(RECORDS SHOWN begins)
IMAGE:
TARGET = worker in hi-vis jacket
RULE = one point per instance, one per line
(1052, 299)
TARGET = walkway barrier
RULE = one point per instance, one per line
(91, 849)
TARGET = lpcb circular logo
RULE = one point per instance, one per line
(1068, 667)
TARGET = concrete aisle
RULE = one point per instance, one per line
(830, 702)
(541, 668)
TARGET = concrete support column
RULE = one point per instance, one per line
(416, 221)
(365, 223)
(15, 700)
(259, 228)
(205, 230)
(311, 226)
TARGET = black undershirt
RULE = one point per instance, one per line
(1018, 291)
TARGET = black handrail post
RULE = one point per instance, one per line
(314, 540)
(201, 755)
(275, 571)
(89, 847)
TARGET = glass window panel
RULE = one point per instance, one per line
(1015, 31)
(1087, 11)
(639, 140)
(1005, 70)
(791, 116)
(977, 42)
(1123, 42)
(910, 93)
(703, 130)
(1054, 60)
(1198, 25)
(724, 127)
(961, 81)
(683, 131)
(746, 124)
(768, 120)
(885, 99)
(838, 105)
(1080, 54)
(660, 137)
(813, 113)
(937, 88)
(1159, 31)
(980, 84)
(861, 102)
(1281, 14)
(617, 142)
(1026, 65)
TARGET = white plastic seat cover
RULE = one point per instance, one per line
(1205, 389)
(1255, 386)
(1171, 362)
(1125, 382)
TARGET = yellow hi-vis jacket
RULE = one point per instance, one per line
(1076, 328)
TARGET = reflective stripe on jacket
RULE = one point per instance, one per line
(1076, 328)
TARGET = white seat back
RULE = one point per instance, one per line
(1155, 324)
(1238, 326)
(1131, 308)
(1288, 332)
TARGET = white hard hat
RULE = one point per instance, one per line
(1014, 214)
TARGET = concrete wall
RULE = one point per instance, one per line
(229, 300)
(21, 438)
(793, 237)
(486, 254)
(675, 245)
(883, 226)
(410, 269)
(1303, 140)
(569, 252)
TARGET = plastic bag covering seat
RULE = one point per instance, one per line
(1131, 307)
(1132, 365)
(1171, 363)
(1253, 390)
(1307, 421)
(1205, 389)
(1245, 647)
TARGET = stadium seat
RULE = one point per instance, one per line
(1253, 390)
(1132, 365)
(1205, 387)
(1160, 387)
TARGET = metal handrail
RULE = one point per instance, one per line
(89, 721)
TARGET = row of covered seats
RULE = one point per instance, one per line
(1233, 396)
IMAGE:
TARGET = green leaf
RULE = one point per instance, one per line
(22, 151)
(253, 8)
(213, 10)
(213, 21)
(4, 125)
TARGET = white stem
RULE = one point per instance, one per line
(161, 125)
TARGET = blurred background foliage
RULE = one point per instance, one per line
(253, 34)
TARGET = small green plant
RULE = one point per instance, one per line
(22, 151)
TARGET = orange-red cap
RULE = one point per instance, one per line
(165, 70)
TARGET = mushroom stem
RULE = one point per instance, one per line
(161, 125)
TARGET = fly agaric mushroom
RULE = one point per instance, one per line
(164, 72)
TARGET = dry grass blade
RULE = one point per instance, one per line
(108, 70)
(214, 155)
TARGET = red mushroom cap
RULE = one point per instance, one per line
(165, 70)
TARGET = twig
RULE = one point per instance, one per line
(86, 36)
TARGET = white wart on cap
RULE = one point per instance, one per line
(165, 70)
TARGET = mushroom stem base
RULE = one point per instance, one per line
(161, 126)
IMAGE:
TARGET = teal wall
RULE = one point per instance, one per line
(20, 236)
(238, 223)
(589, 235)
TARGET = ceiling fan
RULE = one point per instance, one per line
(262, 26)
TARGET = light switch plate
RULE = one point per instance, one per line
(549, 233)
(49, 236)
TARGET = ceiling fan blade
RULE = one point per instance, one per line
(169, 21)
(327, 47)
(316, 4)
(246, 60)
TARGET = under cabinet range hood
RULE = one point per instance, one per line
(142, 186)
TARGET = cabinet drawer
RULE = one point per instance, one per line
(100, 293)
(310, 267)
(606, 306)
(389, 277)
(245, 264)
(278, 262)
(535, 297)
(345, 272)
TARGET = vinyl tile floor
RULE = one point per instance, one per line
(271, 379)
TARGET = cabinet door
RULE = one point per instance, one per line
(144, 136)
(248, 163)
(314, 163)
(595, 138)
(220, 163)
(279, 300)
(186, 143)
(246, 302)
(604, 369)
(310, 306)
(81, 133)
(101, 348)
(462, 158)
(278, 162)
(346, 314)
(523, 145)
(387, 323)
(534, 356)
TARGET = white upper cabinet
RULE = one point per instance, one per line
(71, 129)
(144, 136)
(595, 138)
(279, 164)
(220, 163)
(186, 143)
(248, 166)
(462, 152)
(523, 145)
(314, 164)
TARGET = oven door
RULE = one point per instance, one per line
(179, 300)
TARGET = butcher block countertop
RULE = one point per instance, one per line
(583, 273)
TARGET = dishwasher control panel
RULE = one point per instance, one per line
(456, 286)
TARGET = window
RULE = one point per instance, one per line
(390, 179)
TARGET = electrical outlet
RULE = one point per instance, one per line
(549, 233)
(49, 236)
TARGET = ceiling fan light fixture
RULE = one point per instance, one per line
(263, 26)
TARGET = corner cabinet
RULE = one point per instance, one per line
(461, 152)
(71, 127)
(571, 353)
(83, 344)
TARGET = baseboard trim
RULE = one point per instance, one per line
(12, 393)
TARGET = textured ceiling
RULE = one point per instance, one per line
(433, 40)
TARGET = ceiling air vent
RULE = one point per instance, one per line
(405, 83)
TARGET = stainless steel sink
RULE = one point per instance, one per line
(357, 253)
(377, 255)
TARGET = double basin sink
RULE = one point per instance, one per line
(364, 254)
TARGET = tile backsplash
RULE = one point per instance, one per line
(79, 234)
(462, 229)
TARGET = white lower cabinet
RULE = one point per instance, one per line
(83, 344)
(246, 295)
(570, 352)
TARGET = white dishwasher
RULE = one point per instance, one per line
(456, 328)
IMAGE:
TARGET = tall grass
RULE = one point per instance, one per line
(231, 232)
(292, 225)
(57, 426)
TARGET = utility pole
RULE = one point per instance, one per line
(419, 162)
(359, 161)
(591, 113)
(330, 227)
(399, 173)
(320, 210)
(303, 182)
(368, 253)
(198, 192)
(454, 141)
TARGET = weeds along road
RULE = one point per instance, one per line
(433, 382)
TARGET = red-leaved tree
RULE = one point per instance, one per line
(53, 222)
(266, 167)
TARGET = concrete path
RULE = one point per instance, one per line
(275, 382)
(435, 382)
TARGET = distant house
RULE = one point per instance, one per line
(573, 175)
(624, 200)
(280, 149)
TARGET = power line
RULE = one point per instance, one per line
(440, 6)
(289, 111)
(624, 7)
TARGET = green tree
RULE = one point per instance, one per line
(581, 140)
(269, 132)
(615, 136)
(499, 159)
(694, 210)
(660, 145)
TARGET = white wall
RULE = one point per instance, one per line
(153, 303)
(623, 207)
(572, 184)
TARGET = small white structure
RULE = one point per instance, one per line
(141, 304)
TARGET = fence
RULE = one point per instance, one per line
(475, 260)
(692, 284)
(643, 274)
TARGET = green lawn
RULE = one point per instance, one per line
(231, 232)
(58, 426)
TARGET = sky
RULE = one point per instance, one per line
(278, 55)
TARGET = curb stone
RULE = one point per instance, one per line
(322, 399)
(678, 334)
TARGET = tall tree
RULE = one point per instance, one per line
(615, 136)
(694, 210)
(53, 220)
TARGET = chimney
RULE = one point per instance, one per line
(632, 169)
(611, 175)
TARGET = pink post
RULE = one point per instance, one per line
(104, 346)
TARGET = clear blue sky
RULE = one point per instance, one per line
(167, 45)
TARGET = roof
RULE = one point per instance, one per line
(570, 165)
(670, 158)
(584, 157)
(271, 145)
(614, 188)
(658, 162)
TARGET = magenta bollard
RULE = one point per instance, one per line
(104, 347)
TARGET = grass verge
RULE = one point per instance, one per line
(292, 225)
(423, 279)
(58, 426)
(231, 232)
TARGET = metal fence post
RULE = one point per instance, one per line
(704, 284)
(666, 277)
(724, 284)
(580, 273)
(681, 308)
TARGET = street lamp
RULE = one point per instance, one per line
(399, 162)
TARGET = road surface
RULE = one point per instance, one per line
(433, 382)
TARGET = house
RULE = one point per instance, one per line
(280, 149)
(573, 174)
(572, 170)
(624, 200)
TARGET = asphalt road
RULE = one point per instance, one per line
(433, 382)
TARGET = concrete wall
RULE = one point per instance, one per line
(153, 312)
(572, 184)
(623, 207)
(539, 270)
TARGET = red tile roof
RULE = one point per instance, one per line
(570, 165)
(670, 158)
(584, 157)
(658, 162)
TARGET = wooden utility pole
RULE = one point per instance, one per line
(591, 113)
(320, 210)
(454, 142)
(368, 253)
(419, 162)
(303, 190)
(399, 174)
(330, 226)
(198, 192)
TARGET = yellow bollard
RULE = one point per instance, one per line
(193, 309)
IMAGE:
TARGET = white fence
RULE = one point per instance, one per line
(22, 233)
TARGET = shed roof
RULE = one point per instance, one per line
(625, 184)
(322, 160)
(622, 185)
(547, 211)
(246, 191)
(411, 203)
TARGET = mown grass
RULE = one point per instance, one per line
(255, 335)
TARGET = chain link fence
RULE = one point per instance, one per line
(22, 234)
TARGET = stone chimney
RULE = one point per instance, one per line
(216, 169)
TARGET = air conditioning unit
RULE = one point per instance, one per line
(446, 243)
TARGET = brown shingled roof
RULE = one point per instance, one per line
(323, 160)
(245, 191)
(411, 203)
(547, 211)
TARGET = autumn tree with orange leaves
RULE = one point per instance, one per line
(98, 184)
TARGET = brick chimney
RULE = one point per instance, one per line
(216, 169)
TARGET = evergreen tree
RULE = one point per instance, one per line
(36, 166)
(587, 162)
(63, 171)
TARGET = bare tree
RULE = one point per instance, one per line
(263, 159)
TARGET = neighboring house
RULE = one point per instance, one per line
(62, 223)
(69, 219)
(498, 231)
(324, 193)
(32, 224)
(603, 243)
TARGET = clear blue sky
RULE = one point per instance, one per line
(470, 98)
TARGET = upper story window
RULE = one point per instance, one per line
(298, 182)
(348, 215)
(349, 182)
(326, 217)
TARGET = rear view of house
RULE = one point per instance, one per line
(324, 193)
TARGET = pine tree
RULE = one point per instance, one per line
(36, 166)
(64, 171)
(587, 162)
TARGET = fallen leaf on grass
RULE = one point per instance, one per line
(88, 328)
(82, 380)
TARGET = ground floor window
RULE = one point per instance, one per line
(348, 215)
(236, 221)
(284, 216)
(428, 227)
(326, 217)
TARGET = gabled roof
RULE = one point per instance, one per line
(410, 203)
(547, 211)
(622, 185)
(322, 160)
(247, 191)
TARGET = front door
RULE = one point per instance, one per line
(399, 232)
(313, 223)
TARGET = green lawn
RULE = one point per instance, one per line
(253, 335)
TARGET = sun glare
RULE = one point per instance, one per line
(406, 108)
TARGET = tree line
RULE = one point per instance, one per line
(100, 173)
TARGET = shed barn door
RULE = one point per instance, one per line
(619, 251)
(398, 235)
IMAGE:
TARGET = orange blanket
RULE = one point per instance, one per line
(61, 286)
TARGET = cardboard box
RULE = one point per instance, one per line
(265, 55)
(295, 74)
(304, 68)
(RECORDS SHOWN ends)
Your task for the entries above: copy exactly the span starting with the line with "TARGET = metal handrail" and going on through the line with "TARGET = red mushroom cap", both lines included, and nothing else.

» REPLY
TARGET = metal handrail
RULE = one point per instance, one per line
(89, 721)
TARGET = row of covered seats
RULE = one point per instance, one per line
(1233, 396)
IMAGE:
TARGET = green leaf
RULE = one point per instance, one per line
(22, 151)
(253, 8)
(213, 10)
(213, 21)
(4, 125)
TARGET = white stem
RULE = one point per instance, one per line
(161, 125)
TARGET = blurred background foliage
RULE = one point per instance, one per line
(253, 34)
TARGET = small green plant
RULE = one point per instance, one per line
(22, 151)
TARGET = orange-red cap
RULE = one point per instance, one per line
(165, 70)
TARGET = mushroom stem
RULE = one point per instance, one per line
(161, 125)
TARGET = fly agaric mushroom
RULE = one point per instance, one per line
(164, 72)
TARGET = dry grass blade
RULE = one point per instance, one per line
(108, 70)
(214, 155)
TARGET = red mushroom cap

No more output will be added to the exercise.